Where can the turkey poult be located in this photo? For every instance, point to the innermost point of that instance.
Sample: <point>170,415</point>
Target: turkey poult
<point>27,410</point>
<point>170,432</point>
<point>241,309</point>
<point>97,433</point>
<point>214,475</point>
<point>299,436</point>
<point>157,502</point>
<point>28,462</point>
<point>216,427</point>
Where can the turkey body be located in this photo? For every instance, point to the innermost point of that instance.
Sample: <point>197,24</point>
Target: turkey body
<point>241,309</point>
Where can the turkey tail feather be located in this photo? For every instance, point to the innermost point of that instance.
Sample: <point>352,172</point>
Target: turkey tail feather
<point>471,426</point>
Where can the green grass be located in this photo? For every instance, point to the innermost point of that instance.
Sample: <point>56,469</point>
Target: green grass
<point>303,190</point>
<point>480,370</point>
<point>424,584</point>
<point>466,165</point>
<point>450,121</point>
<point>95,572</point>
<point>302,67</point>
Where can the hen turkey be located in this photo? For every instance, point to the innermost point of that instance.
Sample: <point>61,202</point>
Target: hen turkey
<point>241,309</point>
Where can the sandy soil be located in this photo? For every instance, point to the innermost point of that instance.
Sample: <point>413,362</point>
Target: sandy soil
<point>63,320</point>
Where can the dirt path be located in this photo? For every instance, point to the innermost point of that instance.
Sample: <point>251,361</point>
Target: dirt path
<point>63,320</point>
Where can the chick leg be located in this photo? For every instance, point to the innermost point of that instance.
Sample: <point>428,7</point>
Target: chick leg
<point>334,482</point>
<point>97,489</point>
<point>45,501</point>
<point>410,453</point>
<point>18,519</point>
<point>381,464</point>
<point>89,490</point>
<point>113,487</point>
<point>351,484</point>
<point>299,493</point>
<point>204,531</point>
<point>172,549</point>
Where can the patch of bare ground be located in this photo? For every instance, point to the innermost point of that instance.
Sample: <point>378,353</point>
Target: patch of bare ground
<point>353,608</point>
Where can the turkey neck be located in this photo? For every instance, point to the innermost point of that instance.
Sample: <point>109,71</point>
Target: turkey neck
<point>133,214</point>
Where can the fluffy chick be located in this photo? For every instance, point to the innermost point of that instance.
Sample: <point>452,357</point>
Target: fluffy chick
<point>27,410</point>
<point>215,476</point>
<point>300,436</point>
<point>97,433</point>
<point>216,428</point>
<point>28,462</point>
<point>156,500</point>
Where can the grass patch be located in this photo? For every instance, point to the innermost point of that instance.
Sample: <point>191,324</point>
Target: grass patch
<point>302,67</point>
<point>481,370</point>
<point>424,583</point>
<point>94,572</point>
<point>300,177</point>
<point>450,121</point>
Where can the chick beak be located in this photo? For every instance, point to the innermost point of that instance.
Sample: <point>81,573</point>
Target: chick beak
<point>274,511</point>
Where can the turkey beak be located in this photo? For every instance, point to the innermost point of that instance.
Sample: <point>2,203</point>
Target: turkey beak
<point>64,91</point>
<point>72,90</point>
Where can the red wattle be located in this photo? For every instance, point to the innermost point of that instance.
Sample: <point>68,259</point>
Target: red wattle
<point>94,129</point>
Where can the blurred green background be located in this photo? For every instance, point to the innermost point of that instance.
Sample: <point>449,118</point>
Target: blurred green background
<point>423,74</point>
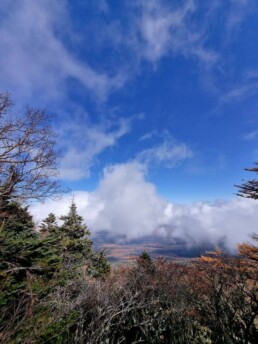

Task instructions: Please, from the entries above, set down exactly the lines from the one containing "Where can the green" through the one containing "Sample: <point>191,324</point>", and only those.

Task answer:
Where can the green grass be located in this photo? For every instance, point to the innermost point of that instance.
Sample: <point>56,469</point>
Target: green grass
<point>303,190</point>
<point>480,370</point>
<point>424,584</point>
<point>466,165</point>
<point>450,121</point>
<point>95,572</point>
<point>302,67</point>
Where can the hen turkey be located in this photo? For every instance, point to the innermost point of that instance.
Sample: <point>61,202</point>
Target: hen turkey
<point>241,309</point>
Where can the sandy soil be located in this photo? For every instance, point to the innermost point of that instance.
Sample: <point>413,362</point>
Target: sandy soil
<point>63,320</point>
Where can the dirt path be located in this photo? For every instance, point to the innermost point of that instance.
Sample: <point>251,361</point>
Target: dirt path
<point>63,320</point>
Where can the chick leg be located in this photo? For every instance, point to the innermost point of that instance.
Sample: <point>428,7</point>
Target: chick leg
<point>334,482</point>
<point>97,489</point>
<point>45,501</point>
<point>410,453</point>
<point>18,519</point>
<point>381,464</point>
<point>89,490</point>
<point>113,487</point>
<point>351,484</point>
<point>299,493</point>
<point>204,531</point>
<point>172,549</point>
Where can the patch of bare ground be located in this photo? For every instance, point to the innermost point of that instance.
Sample: <point>378,353</point>
Target: patch of bare ground
<point>353,608</point>
Where can the turkey neck be located in this photo? For every instance, point to the innermost point of that instance.
Sample: <point>109,71</point>
Target: turkey neck
<point>133,214</point>
Where can the fluffy chick be located in this photo? For every instance, point to the innermost point of that instance.
Sample: <point>452,357</point>
Target: fluffy chick
<point>27,410</point>
<point>215,476</point>
<point>300,436</point>
<point>97,433</point>
<point>216,428</point>
<point>28,462</point>
<point>156,500</point>
Where can the grass patch be located in this photo? For every instance, point to the innermost point of that instance.
Sample: <point>191,324</point>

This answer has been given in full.